→ What the exercise asks:
Your answer should hold all lines of the entries that include the word "query".

→ Material for this exercise:

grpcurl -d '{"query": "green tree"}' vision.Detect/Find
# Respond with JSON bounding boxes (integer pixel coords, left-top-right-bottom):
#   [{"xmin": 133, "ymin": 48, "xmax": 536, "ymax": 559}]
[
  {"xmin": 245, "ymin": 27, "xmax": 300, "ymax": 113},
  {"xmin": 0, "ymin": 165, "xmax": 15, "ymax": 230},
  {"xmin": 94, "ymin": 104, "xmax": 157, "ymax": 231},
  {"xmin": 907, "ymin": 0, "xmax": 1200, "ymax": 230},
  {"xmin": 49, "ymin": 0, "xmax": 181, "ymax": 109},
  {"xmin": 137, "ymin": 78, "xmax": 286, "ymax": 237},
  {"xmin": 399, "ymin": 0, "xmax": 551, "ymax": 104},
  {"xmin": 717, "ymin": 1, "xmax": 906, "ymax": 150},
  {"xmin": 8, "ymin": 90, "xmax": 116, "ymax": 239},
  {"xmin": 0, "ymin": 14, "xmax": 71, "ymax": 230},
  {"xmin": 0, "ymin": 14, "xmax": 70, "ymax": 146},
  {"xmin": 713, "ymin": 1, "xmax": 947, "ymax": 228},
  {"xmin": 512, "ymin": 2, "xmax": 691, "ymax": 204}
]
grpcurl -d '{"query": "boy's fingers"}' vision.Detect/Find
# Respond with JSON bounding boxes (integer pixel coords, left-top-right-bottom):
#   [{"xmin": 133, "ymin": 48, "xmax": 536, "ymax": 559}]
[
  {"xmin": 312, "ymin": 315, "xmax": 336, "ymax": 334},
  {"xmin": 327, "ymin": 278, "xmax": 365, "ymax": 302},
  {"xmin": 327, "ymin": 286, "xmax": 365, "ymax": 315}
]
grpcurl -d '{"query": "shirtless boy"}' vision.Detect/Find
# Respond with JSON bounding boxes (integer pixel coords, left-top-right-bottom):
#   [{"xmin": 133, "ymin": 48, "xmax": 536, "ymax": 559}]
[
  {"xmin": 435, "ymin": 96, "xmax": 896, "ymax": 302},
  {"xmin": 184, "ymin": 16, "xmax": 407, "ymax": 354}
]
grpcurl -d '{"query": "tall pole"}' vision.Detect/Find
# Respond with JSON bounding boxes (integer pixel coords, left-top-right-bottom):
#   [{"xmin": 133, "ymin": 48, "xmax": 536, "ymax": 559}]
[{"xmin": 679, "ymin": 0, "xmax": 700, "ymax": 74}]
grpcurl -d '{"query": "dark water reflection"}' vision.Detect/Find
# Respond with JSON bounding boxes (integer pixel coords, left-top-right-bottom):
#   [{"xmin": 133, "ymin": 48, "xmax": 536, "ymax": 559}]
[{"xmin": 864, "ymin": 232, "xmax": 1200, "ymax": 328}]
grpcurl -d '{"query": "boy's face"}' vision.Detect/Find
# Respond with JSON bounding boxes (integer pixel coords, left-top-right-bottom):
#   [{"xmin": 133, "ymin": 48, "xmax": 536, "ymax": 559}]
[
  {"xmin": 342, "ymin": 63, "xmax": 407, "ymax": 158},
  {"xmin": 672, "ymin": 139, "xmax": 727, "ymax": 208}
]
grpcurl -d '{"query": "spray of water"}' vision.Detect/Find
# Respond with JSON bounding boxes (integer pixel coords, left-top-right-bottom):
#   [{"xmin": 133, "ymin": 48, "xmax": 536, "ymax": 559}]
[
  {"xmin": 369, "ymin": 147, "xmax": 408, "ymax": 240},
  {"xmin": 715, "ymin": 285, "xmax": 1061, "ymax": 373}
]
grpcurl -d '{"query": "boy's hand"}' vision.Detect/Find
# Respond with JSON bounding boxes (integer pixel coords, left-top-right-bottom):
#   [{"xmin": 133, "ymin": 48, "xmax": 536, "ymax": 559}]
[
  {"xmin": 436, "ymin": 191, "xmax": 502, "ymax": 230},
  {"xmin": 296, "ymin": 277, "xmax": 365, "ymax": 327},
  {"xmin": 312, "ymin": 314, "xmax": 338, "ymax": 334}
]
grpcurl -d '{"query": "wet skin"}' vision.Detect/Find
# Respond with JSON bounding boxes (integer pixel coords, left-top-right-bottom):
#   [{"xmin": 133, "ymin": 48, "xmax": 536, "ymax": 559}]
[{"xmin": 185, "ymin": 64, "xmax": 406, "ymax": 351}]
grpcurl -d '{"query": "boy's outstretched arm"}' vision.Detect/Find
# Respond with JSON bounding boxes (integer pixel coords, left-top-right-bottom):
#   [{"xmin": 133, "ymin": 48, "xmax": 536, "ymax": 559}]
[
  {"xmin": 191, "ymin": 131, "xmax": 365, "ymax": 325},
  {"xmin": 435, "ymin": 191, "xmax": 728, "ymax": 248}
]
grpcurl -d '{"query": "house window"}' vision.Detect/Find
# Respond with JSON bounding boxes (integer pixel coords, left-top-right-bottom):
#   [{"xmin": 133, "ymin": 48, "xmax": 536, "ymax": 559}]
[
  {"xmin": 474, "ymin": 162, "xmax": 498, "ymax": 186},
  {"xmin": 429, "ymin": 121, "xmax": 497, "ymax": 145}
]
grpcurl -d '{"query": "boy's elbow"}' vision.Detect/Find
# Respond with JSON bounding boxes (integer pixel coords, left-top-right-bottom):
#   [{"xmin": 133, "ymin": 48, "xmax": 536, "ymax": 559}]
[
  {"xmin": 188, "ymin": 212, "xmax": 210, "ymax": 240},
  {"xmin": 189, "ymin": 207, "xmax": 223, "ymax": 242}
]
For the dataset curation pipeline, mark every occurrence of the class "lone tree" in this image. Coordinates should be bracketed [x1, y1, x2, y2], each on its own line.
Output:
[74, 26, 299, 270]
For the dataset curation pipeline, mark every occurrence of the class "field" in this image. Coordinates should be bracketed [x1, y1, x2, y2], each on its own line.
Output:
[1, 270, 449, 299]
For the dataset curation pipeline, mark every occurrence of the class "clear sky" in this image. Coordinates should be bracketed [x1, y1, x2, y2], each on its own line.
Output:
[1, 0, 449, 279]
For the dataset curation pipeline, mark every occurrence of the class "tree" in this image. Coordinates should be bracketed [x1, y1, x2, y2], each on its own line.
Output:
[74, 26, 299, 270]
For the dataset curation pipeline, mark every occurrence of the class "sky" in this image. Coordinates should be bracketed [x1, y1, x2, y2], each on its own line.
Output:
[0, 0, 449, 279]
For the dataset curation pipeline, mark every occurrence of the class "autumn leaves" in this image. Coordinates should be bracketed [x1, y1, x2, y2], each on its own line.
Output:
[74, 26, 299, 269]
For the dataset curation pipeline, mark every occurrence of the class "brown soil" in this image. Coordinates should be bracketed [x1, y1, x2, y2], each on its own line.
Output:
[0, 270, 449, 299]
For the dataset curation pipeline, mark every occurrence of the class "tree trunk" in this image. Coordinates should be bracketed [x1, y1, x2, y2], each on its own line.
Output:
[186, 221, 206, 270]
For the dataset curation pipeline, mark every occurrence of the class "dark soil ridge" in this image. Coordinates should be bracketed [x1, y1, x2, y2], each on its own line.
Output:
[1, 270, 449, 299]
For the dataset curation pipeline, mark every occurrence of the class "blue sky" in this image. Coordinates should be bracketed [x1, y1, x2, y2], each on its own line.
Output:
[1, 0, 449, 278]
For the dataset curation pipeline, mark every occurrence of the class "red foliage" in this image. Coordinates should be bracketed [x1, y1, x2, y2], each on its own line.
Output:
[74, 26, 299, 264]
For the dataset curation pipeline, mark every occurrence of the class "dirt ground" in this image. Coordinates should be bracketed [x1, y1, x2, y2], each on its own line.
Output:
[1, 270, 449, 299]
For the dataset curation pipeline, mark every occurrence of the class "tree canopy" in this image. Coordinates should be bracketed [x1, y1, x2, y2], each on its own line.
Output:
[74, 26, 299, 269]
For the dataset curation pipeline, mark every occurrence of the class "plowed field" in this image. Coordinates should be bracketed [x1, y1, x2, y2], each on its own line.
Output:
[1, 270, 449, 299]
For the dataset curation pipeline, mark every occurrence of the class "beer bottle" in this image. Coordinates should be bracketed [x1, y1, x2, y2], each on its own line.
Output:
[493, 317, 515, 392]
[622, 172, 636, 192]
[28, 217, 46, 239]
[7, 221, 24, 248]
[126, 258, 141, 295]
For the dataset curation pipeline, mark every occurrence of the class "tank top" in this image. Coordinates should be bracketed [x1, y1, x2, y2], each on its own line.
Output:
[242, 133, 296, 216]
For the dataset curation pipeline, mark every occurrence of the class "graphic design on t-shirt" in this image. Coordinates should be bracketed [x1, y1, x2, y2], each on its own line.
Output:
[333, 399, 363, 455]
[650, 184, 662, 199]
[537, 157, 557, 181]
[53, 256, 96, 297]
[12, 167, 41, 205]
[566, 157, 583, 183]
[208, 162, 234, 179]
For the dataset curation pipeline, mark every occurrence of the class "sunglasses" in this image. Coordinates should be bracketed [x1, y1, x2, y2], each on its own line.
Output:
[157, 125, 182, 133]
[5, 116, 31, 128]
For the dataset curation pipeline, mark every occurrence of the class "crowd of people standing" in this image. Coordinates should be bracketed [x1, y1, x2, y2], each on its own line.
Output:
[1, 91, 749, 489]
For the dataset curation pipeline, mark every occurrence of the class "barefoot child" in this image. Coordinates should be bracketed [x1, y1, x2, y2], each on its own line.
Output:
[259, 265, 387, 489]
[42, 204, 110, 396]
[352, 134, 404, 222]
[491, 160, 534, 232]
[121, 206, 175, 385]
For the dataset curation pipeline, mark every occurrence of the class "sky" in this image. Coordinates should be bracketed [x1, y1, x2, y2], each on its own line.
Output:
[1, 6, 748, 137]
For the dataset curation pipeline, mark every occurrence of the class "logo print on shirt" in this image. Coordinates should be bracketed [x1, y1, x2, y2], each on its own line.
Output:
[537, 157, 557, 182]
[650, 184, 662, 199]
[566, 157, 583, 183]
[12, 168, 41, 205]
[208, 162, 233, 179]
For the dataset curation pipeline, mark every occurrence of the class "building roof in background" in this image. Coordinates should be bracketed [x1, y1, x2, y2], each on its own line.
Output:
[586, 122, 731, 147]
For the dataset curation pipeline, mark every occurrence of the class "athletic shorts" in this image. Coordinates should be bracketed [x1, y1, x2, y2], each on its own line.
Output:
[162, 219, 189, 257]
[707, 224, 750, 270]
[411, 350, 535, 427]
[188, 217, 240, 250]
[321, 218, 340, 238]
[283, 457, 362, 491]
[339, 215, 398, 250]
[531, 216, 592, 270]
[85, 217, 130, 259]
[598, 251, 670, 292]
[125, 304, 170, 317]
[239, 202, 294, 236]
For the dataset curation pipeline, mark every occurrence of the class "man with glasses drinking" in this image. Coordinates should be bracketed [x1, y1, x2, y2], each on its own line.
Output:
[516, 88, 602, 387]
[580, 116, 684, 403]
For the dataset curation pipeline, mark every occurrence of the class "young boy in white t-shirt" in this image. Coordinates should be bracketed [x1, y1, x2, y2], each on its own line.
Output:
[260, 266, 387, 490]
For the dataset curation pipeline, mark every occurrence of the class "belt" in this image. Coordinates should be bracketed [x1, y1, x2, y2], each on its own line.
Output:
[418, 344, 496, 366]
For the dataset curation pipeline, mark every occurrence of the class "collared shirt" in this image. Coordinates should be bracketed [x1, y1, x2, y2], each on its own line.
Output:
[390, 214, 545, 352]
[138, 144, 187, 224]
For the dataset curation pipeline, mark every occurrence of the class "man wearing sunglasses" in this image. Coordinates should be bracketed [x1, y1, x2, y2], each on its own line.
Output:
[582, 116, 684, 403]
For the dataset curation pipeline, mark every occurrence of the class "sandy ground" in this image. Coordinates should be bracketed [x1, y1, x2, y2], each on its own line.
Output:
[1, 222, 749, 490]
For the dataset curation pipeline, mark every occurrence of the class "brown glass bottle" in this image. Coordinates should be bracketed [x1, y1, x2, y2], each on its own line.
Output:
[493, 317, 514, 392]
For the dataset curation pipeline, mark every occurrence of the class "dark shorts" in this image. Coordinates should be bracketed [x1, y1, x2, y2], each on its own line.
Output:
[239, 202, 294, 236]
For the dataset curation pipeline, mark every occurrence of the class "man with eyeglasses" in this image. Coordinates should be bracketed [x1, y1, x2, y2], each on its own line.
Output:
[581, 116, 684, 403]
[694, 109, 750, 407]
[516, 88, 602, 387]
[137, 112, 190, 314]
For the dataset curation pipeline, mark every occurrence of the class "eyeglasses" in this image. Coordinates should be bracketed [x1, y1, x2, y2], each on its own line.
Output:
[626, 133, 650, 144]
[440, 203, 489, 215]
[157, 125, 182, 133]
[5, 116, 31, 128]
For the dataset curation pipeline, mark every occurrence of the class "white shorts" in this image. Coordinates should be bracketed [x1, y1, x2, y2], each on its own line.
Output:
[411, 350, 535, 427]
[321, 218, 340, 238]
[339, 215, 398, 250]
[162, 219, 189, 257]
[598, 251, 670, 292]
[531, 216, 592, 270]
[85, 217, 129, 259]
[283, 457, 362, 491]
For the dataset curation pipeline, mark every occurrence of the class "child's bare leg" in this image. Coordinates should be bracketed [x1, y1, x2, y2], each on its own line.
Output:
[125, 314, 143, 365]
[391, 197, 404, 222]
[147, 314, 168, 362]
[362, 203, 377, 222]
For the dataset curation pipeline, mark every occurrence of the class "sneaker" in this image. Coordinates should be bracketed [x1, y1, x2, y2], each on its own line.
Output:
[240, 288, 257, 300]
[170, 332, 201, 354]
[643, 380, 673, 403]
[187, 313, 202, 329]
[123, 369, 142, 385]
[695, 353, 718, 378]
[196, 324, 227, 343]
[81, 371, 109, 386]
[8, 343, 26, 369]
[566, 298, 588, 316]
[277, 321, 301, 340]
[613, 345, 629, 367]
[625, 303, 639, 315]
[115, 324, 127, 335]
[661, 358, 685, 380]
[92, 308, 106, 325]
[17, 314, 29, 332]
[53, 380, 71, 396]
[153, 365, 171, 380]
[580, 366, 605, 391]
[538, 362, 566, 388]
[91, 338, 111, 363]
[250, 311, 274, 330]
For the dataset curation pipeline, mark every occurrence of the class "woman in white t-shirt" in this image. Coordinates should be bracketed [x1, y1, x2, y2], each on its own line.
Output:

→ Solution:
grpcurl -d '{"query": "green tree"}' vision.Detect/Find
grpcurl -d '{"query": "boy's fingers"}' vision.Detect/Find
grpcurl -d '{"query": "shirtless boy"}' vision.Detect/Find
grpcurl -d '{"query": "tall pole"}' vision.Detect/Find
grpcurl -d '{"query": "dark water reflection"}' vision.Detect/Find
grpcurl -d '{"query": "boy's face"}' vision.Detect/Find
grpcurl -d '{"query": "spray of water"}' vision.Detect/Find
grpcurl -d '{"query": "boy's hand"}' vision.Detect/Find
grpcurl -d '{"query": "wet skin"}' vision.Detect/Find
grpcurl -d '{"query": "boy's outstretched arm"}' vision.Detect/Find
grpcurl -d '{"query": "house window"}' vision.Detect/Find
grpcurl -d '{"query": "boy's elbow"}' vision.Detect/Find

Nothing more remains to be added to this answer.